● Requests:
a: Using the reservation text, decide whether each statement agrees with it. Answer yes or no for each and quote the deciding words of the text. (i) No bidders came forward at the public sale of the Fort Lane reservation. (ii) Fort Walla Walla was offered at public sale. (iii) The 1876 act allowed Ottoe and Missouria land to be sold for less than $2.50 per acre.
b: Transcribe the part of the reservation text that opens with the words containing "The act of Congress of February" and closes with "be required for military purposes.".

● Document text:
The act of Congress of February 24, 1871, (Stat. L., vol. 16, page 430,) provided for the disposal of certain useless military reservations therein mentioned, viz: Forts Lane, in Oregon; Walla Walla, in Washington Territory; Zarah, in Kansas; Camp McGarry, in Nevada; Fort Sumner, in the Territory of New Mexico; Forts Jesup and Sabine, in Louisiana; Forts Wayne and Smith, in Arkansas; such portion of Fort Abercrombie reservation, in Minnesota, as lies east of the Red River of the North, and such portion of the reservation at Fort Bridger, in the Territory of Wyoming, as may no longer be required for military purposes.

In accordance with the provisions of said act, the lands covered by the reservations at Fort Lane, in Oregon, Fort Zarah, in Kansas, and Fort Jesup, in Louisiana, have been offered at public sale, with no bidders in the case of Fort Lane, and the sale of a few tracts in the case of Fort Zarah and Fort Jesup. The tracts not disposed of at the public sales, thereafter became subject to private entry at the appraised price, under the terms of the act.

Fort Walla Walla has been transferred back to the custody of the War Department, as being still required for military purposes. In the case of the other reservations mentioned in said act, except the three offered at public sale as above stated, further action of Congress is deemed necessary for the proper disposal of them, and the recommendations made in connection therewith, on pages 40, 41, and 42 of my last annual report, are respectfully renewed.

SAC AND FOX AND OTTOE AND MISSOURIA INDIAN RESERVATIONS IN KANSAS AND NEBRASKA.

In the act of Congress of August 15, 1876, (Stat. L., vol. 19, page 208,) provision was made for the survey and appraisement of the Ottoe and Missouria reservation and the Sac and Fox reservation in the States of Kansas and Nebraska. It was also provided therein that after such survey and appraisement a portion comprising 120,000 acres of the Ottoe and Missouria reservation and a portion not to exceed ten sections of the Sac and Fox reservation, should be offered for sale "for cash, to actual settlers only, in tracts not exceeding 160 acres to each purchaser," but with the proviso that no portion of the land should "be sold at less than the appraised value thereof, and in no case less than $2.50 per acre;" also, that if the Secretary should see proper, and the Indians consent, the land might be sold for one-third cash, one-third to be paid in one year and one-third in two years, with interest.

● Data segment:
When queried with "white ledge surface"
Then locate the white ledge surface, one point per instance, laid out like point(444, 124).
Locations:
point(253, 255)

● Solved tasks:
a:
(i) Yes: "with no bidders in the case of Fort Lane"
(ii) No: "Fort Walla Walla has been transferred back to the custody of the War Department, as being still required for military purposes."
(iii) No: "and in no case less than $2.50 per acre"

b:
The act of Congress of February 24, 1871, (Stat. L., vol. 16, page 430,) provided for the disposal of certain useless military reservations therein mentioned, viz: Forts Lane, in Oregon; Walla Walla, in Washington Territory; Zarah, in Kansas; Camp McGarry, in Nevada; Fort Sumner, in the Territory of New Mexico; Forts Jesup and Sabine, in Louisiana; Forts Wayne and Smith, in Arkansas; such portion of Fort Abercrombie reservation, in Minnesota, as lies east of the Red River of the North, and such portion of the reservation at Fort Bridger, in the Territory of Wyoming, as may no longer be required for military purposes.